__Given task__
From the interview about the currency trading research paper, reproduce verbatim the part that opens with the words containing "How long and" and closes with "in May '08.".

__Quoted passage__
•••••

I asked one of the author some questions. Here are their answers.
How long and how much research was put into the paper?
The four of us have spent in total about one man-year of work into creating this research paper. We will present it at the emerging markets conference at Cass Business School in London in May '08.
Do you or the other researchers have experience as professional traders?
Two coauthors of mine are purely academic, but one is at ING Investment Management and I myself am at the Quant Strategies dpt of Robeco Asset Management. I would like to tell you about our quantititave strategies and how we apply our insights in real live portfolios, but our compliance departments do not allow this. So you could mention our affiliation with
professional investment teams, but nothing about the practical application.
What is the main attraction of the paper?
I think the main attractor of the paper is the (slightly changed) abstract: The authors measure the profitability from fundamental and technical trading rules for emerging markets currency investments. Using a sample of 23 emerging markets with a floating exchange rate regime over the period 1995-2007, they document that both types of information can be exploited to implement profitable alpha trading strategies. In line with evidence from surveys of foreign exchange professionals concerning the use of fundamental and technical analysis, the authors find that combining the two types of information improves the risk-adjusted performance of the investment strategies, with Sharpe ratios above 1.4 for emerging currency markets and above 0.5 for developed currency markets. These results indicate that active currency traders may wish to expand their strategies to emerging currency markets, where alpha opportunities seem to be larger.

•••••

Bounding box annotation entries
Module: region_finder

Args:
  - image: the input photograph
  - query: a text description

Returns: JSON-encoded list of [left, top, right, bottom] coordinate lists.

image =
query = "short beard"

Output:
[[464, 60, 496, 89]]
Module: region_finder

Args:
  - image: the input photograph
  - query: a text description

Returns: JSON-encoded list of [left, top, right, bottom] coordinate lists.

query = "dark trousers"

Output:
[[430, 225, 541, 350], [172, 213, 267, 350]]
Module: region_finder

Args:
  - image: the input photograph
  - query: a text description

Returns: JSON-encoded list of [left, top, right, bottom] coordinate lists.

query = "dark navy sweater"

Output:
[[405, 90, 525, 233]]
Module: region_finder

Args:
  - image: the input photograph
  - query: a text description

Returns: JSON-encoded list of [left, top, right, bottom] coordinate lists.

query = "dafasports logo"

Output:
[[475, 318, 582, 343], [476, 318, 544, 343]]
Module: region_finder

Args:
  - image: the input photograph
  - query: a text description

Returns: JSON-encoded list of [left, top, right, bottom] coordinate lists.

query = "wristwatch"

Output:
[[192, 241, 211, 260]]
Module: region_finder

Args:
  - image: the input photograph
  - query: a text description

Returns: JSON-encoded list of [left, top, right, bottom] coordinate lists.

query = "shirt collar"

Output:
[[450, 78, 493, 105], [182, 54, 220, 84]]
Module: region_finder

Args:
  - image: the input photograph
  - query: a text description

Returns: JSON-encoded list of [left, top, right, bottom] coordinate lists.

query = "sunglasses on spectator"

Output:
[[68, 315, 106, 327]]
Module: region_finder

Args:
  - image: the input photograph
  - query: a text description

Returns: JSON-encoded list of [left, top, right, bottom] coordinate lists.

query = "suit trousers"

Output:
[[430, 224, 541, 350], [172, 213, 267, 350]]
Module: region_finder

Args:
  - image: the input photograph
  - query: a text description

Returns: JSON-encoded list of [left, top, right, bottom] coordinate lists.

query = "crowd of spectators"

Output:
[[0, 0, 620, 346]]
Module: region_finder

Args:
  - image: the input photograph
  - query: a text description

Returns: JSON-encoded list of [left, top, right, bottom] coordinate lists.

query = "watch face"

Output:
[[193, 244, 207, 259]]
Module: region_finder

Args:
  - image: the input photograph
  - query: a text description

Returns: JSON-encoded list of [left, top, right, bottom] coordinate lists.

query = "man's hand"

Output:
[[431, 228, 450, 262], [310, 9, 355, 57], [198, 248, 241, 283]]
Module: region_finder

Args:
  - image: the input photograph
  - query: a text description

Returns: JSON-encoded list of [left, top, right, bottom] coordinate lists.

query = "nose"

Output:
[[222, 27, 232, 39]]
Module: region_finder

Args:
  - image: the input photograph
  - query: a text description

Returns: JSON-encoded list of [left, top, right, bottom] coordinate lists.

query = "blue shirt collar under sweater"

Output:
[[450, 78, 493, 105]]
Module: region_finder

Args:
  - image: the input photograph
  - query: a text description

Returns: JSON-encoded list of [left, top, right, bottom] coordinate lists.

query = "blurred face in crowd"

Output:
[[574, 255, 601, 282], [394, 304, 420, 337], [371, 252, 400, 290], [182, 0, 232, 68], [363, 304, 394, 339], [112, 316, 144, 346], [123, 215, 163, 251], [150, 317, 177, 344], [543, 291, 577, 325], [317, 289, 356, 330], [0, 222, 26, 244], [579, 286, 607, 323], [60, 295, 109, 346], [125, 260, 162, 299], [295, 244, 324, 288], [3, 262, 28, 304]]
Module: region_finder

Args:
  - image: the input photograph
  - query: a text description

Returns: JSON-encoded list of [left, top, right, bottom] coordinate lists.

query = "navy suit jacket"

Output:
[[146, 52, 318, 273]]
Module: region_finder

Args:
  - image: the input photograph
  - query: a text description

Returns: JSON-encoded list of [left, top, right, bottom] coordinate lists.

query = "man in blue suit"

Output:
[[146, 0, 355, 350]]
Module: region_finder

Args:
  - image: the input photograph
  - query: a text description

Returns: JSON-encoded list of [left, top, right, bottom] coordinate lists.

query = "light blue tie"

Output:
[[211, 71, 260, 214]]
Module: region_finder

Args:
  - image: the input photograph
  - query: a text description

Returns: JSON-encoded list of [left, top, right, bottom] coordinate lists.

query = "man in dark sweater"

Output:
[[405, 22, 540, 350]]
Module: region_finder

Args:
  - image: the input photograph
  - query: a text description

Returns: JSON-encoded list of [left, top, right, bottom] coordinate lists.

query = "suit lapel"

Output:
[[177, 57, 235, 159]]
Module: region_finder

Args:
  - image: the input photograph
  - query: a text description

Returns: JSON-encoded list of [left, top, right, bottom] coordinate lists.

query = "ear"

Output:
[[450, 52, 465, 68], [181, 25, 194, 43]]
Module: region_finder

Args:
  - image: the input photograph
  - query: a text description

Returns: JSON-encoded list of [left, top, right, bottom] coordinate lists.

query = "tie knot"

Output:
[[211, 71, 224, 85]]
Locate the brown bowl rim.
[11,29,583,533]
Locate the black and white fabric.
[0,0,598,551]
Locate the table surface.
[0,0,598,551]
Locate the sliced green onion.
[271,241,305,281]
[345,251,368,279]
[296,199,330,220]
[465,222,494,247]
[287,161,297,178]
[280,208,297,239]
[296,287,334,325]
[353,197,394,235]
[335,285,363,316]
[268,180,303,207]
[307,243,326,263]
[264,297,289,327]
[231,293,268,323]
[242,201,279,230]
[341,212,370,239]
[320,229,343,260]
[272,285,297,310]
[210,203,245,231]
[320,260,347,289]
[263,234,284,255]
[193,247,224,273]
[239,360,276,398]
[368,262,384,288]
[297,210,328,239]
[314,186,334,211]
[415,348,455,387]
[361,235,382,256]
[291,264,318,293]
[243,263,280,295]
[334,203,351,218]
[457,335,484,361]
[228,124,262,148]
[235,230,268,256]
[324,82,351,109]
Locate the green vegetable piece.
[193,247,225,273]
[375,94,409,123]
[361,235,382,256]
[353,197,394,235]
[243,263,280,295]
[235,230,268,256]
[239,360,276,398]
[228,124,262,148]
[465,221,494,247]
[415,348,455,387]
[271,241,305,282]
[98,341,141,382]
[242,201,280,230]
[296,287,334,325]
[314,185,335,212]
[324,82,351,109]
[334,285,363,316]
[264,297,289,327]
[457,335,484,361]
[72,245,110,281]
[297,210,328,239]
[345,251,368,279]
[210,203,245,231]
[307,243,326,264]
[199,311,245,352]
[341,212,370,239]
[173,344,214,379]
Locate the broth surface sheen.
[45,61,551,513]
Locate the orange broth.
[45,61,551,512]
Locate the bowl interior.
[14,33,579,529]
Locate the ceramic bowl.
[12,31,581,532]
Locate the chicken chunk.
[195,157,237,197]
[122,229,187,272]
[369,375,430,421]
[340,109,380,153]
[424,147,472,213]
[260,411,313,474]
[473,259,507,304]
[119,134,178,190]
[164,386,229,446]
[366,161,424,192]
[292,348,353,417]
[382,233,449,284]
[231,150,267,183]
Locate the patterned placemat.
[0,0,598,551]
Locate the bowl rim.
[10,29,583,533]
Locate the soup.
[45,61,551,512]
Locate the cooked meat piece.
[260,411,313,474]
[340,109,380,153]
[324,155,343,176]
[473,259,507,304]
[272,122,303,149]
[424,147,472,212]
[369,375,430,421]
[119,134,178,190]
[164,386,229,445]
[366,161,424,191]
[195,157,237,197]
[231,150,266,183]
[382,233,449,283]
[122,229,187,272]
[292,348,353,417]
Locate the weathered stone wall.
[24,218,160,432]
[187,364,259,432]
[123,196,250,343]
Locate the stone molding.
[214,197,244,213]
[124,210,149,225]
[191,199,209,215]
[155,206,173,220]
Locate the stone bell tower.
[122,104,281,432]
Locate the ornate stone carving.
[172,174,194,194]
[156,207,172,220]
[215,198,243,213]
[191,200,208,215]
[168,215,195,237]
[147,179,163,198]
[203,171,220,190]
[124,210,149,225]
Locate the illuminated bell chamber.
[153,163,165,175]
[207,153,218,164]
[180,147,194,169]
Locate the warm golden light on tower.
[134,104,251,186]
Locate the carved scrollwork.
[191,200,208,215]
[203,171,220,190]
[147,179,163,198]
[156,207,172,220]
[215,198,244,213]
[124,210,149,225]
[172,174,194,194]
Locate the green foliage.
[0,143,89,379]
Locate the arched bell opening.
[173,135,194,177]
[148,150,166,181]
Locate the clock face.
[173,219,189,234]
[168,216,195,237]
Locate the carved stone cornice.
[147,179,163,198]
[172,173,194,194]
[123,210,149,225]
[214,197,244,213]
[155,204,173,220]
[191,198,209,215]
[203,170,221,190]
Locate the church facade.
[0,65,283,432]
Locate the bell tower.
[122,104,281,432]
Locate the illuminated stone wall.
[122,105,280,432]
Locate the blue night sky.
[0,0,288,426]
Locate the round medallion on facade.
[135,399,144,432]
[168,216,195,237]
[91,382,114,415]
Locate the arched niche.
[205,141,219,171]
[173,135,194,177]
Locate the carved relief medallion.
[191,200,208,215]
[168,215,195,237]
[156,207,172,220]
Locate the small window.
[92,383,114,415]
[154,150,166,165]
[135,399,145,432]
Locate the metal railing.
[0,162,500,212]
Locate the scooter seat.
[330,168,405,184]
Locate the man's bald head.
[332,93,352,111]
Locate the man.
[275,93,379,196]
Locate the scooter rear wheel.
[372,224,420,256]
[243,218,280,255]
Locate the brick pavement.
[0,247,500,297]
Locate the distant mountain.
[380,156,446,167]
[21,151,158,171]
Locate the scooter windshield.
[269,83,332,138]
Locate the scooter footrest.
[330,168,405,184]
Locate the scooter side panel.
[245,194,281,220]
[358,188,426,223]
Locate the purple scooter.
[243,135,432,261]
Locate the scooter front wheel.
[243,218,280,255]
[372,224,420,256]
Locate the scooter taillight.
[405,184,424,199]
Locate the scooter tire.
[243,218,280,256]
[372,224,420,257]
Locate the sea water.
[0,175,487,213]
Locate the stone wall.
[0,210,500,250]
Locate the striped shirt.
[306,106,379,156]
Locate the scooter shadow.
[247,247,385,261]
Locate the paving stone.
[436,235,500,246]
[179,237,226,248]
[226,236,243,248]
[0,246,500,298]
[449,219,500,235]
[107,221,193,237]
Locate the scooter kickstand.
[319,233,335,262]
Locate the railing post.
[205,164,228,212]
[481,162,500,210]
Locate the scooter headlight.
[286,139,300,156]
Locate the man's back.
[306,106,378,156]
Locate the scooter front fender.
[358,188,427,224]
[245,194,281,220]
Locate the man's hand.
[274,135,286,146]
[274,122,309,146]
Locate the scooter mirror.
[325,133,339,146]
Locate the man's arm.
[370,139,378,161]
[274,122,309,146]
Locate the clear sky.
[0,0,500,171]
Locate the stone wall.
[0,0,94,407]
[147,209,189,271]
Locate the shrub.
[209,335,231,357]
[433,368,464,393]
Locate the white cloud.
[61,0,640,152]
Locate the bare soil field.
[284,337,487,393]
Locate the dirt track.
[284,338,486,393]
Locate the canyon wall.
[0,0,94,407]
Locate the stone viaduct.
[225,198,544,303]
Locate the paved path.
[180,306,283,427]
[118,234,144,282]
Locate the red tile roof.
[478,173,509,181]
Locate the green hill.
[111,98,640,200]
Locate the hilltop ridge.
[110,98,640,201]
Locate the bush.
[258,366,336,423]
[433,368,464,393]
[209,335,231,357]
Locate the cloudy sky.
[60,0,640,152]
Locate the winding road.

•••••

__Exercise solution__
How long and how much research was put into the paper?
The four of us have spent in total about one man-year of work into creating this research paper. We will present it at the emerging markets conference at Cass Business School in London in May '08.